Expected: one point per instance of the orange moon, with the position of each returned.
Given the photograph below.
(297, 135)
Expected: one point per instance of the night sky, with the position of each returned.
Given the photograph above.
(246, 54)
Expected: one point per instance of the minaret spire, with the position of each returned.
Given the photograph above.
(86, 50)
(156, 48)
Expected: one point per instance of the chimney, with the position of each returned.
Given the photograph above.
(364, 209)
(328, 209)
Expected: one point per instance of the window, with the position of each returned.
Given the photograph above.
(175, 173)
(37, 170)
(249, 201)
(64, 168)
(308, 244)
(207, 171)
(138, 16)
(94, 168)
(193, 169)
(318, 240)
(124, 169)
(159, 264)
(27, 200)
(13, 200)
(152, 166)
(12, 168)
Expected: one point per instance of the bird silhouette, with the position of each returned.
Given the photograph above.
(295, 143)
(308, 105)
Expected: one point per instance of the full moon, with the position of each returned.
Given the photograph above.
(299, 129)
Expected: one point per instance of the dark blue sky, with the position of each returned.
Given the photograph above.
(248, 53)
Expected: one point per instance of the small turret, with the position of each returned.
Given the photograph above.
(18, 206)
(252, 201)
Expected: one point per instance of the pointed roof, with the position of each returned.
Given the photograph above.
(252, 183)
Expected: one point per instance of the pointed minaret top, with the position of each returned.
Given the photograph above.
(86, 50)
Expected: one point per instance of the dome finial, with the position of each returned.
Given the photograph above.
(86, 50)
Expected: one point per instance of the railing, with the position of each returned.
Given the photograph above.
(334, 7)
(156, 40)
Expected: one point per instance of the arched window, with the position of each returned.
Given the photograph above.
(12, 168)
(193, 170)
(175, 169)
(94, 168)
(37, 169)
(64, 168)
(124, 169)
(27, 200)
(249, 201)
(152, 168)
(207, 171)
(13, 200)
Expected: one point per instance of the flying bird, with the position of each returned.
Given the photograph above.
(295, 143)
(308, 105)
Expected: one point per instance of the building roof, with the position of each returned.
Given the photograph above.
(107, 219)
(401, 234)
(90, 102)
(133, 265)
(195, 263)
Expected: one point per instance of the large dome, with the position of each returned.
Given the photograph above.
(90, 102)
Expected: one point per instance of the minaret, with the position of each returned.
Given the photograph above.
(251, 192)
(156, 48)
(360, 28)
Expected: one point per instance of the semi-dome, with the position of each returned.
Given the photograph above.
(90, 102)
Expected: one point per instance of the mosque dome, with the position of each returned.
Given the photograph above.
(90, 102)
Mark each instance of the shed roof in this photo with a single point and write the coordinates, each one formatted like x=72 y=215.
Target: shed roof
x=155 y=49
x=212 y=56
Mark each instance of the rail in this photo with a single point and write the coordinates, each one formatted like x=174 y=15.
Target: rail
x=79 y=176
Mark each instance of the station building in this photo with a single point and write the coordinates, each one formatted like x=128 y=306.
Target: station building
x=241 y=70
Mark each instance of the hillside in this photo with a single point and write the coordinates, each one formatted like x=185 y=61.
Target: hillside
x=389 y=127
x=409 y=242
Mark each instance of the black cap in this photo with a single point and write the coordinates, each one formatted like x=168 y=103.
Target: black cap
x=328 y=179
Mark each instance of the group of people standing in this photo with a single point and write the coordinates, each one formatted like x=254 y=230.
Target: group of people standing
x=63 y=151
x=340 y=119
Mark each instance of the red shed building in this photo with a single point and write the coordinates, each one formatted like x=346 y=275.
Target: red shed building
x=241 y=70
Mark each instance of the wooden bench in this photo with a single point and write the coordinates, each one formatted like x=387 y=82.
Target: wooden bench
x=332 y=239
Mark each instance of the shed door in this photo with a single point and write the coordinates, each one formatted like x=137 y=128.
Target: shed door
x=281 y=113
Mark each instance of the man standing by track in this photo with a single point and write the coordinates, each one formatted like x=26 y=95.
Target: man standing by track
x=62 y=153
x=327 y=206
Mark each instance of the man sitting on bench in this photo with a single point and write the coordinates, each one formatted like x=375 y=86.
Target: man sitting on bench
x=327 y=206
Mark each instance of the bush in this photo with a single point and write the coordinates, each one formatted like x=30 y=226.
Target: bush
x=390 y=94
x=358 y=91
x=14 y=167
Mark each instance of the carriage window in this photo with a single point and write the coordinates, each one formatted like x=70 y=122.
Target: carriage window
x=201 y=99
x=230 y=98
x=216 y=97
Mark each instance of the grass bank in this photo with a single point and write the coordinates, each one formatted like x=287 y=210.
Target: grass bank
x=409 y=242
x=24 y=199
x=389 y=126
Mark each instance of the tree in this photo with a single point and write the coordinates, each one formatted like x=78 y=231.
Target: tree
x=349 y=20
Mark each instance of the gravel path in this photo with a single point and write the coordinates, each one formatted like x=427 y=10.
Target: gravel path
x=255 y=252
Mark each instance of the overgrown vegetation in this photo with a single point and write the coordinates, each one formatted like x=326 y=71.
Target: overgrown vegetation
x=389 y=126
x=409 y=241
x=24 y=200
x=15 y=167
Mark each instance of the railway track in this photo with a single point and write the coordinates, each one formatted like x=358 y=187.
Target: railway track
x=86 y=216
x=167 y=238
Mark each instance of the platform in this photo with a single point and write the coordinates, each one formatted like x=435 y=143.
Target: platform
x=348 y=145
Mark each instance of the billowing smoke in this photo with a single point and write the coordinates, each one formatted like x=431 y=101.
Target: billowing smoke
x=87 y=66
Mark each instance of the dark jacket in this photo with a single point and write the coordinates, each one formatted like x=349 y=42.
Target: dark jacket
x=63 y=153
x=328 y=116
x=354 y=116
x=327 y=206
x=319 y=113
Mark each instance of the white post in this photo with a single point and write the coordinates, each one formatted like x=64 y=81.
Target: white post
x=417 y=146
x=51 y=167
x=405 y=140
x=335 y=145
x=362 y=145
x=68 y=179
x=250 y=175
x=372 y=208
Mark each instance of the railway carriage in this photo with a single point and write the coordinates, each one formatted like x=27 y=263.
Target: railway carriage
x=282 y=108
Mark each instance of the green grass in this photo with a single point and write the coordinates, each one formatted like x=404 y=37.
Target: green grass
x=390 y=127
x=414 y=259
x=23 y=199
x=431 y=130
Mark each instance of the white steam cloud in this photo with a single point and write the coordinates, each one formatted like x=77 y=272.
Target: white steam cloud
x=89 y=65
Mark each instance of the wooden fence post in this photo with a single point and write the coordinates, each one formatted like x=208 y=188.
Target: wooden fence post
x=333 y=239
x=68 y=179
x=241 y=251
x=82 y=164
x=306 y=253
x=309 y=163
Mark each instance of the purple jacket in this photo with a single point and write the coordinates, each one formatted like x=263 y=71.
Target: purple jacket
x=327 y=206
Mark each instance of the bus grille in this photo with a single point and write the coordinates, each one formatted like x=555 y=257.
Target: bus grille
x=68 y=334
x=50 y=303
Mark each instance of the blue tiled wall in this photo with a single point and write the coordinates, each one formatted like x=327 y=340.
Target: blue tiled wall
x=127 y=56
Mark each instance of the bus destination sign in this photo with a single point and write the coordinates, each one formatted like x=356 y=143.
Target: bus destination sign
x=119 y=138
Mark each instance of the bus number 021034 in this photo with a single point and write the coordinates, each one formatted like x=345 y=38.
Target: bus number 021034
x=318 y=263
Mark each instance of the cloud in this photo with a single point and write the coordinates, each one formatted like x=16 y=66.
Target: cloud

#### [PROMPT]
Could you rewrite all of the items above as a numbered list, leaving out any blank lines?

#### [EXERCISE SOLUTION]
1. Expected: one point per instance of the orange moon, with the position of each returned.
2. Given the photograph below.
3. (297, 135)
4. Expected: one point per instance of the night sky, with the position of each returned.
5. Given the photograph above.
6. (246, 54)
7. Expected: one point per instance of the minaret spire, with the position of each returned.
8. Given the photograph above.
9. (86, 50)
10. (156, 48)
11. Expected: one point per instance of the chimney, with the position of each returned.
12. Given the photograph above.
13. (364, 209)
14. (328, 209)
15. Expected: one point per instance of the window, with the position of each returned.
16. Given the photograph above.
17. (175, 173)
18. (37, 170)
19. (249, 201)
20. (64, 168)
21. (308, 244)
22. (207, 171)
23. (138, 16)
24. (94, 168)
25. (193, 169)
26. (318, 240)
27. (124, 169)
28. (159, 264)
29. (27, 200)
30. (13, 200)
31. (152, 166)
32. (12, 168)
33. Expected: one point per instance of the bird silhouette, with the position of each returned.
34. Given the photograph above.
35. (295, 143)
36. (308, 105)
37. Expected: one point per instance of the full moon, with the position of each returned.
38. Given the photograph above.
39. (299, 129)
40. Expected: one point per instance of the dark blue sky, with the position of each returned.
41. Given the photograph above.
42. (248, 53)
43. Expected: one point per instance of the small turret, with the position of each returned.
44. Given the photograph above.
45. (18, 206)
46. (252, 201)
47. Expected: one point per instance of the pointed roof, with the position of each returned.
48. Given the photograph above.
49. (252, 183)
50. Expected: one point per instance of the pointed minaret top, with the position of each returned.
51. Given the photograph above.
52. (86, 50)
53. Expected: one point per instance of the dome finial, with the position of each returned.
54. Given the photograph above.
55. (86, 50)
56. Expected: one point per instance of the railing, with the position of each returned.
57. Given the photograph above.
58. (334, 7)
59. (156, 40)
60. Expected: one point per instance of the arched window, with the position of each returned.
61. Given the photograph above.
62. (12, 168)
63. (193, 170)
64. (175, 169)
65. (94, 168)
66. (37, 169)
67. (64, 168)
68. (124, 169)
69. (27, 200)
70. (249, 201)
71. (152, 168)
72. (207, 171)
73. (13, 200)
74. Expected: one point per instance of the flying bird, with the position of each returned.
75. Given the photograph above.
76. (295, 143)
77. (308, 105)
78. Expected: one point per instance of the building roof, with the position of each returned.
79. Given the photograph above.
80. (107, 219)
81. (401, 234)
82. (90, 102)
83. (133, 265)
84. (195, 263)
85. Expected: one point per instance of the large dome, with the position of each returned.
86. Given the photograph above.
87. (90, 102)
88. Expected: one point per instance of the minaret, with the position of each returned.
89. Given the photograph above.
90. (251, 192)
91. (156, 48)
92. (360, 28)
93. Expected: one point per instance of the semi-dome, with the position of each returned.
94. Given the photograph above.
95. (90, 102)
96. Expected: one point per instance of the mosque dome, with the position of each returned.
97. Given the photograph above.
98. (90, 102)
99. Mark each instance of the shed roof in this photo with a single point and write the coordinates, each one formatted like x=72 y=215.
100. Target: shed roof
101. x=155 y=49
102. x=212 y=56
103. Mark each instance of the rail in this photo with a single point and write the coordinates, each one formatted like x=174 y=15.
104. Target: rail
105. x=79 y=176
106. Mark each instance of the station building in this photo with a single point and write the coordinates, each one formatted like x=128 y=306.
107. Target: station building
108. x=241 y=70
109. Mark each instance of the hillside in this photo with a single point and write the coordinates, each one formatted like x=185 y=61.
110. Target: hillside
111. x=389 y=127
112. x=409 y=242
113. Mark each instance of the black cap in this photo with a single point and write the coordinates, each one formatted like x=168 y=103.
114. Target: black cap
115. x=328 y=179
116. Mark each instance of the group of people standing in this photo with a single point and write the coordinates, each one formatted like x=254 y=230.
117. Target: group of people standing
118. x=63 y=151
119. x=340 y=119
120. Mark each instance of the red shed building in this photo with a single point and write the coordinates, each one formatted like x=346 y=275.
121. Target: red shed building
122. x=241 y=70
123. Mark each instance of the wooden bench in this photo with a single point and write the coordinates, each one formatted like x=387 y=82.
124. Target: wooden bench
125. x=332 y=239
126. Mark each instance of the shed door in this photo with a single point and write the coordinates, each one formatted like x=137 y=128.
127. Target: shed door
128. x=281 y=113
129. Mark each instance of the man standing by track in this photo with a single point and write the coordinates, each one formatted like x=26 y=95.
130. Target: man standing by track
131. x=62 y=153
132. x=327 y=206
133. Mark each instance of the man sitting on bench in this photo with a single point and write the coordinates, each one formatted like x=375 y=86.
134. Target: man sitting on bench
135. x=327 y=206
136. Mark each instance of the bush in this photo with a single point and write the coordinates, each one formatted like x=30 y=226.
137. Target: bush
138. x=390 y=94
139. x=358 y=91
140. x=14 y=167
141. Mark each instance of the carriage window in this photo with a single point and write the coordinates, each one formatted like x=70 y=122.
142. Target: carriage window
143. x=201 y=99
144. x=230 y=98
145. x=216 y=97
146. Mark each instance of the grass bank in this photo with a single point and write the coordinates, each one formatted like x=287 y=210.
147. Target: grass bank
148. x=409 y=242
149. x=24 y=199
150. x=389 y=126
151. Mark each instance of the tree in this photo with a single point and write the coordinates, each one formatted like x=78 y=231.
152. Target: tree
153. x=349 y=20
154. Mark each instance of the gravel path in this photo with a single point and write the coordinates, each one formatted like x=427 y=10.
155. Target: gravel path
156. x=255 y=252
157. Mark each instance of the overgrown vegetation in this photo with a single point and write the coordinates, each one formatted like x=326 y=71.
158. Target: overgrown vegetation
159. x=389 y=126
160. x=409 y=241
161. x=24 y=200
162. x=15 y=167
163. Mark each instance of the railway track in this photo with a single point and write the coordinates, each one formatted like x=358 y=187.
164. Target: railway track
165. x=86 y=216
166. x=167 y=238
167. Mark each instance of the platform in this photo with a single point and write the coordinates, each one formatted like x=435 y=143.
168. Target: platform
169. x=348 y=145
170. Mark each instance of the billowing smoke in this photo with a single point and write the coordinates, each one formatted like x=431 y=101.
171. Target: billowing smoke
172. x=87 y=66
173. Mark each instance of the dark jacket in this photo with a single point and write the coordinates, each one formatted like x=349 y=42.
174. Target: dark jacket
175. x=63 y=153
176. x=328 y=116
177. x=354 y=116
178. x=327 y=206
179. x=319 y=113
180. Mark each instance of the white post in this photo with a single point and write the coordinates, each one formatted like x=64 y=81.
181. Target: white post
182. x=417 y=146
183. x=51 y=167
184. x=405 y=140
185. x=335 y=145
186. x=362 y=145
187. x=68 y=179
188. x=250 y=175
189. x=372 y=208
190. Mark each instance of the railway carriage in this photo with a single point and write the coordinates, each one formatted like x=27 y=263.
191. Target: railway carriage
192. x=282 y=108
193. Mark each instance of the green grass in this photo with a single point and write the coordinates, each one formatted like x=404 y=37.
194. Target: green grass
195. x=390 y=127
196. x=414 y=259
197. x=23 y=199
198. x=431 y=130
199. Mark each instance of the white steam cloud in this photo with a single point and write the coordinates, each one formatted like x=77 y=272.
200. Target: white steam cloud
201. x=89 y=65
202. Mark each instance of the wooden fence post in this photo with a single point and write the coordinates, each one formatted like x=208 y=188.
203. Target: wooden fence post
204. x=333 y=239
205. x=68 y=179
206. x=241 y=251
207. x=82 y=164
208. x=306 y=253
209. x=309 y=163
210. Mark each instance of the purple jacket in this photo with a single point and write the coordinates, each one formatted like x=263 y=71.
211. Target: purple jacket
212. x=327 y=206
213. Mark each instance of the bus grille in this photo with a single point and write the coordinates, each one formatted like x=555 y=257.
214. Target: bus grille
215. x=68 y=334
216. x=50 y=303
217. Mark each instance of the blue tiled wall in this photo with a single point and write the coordinates, each one formatted like x=327 y=340.
218. Target: blue tiled wall
219. x=127 y=56
220. Mark each instance of the bus destination sign in this photo with a single point and write the coordinates, each one formatted like x=356 y=143.
221. Target: bus destination sign
222. x=119 y=138
223. Mark each instance of the bus number 021034 in this photo with a single point and write the coordinates, each one formatted like x=345 y=38.
224. Target: bus number 021034
225. x=318 y=263
226. Mark each instance of the cloud in this photo with a single point and write the coordinates, each one formatted like x=16 y=66.
227. Target: cloud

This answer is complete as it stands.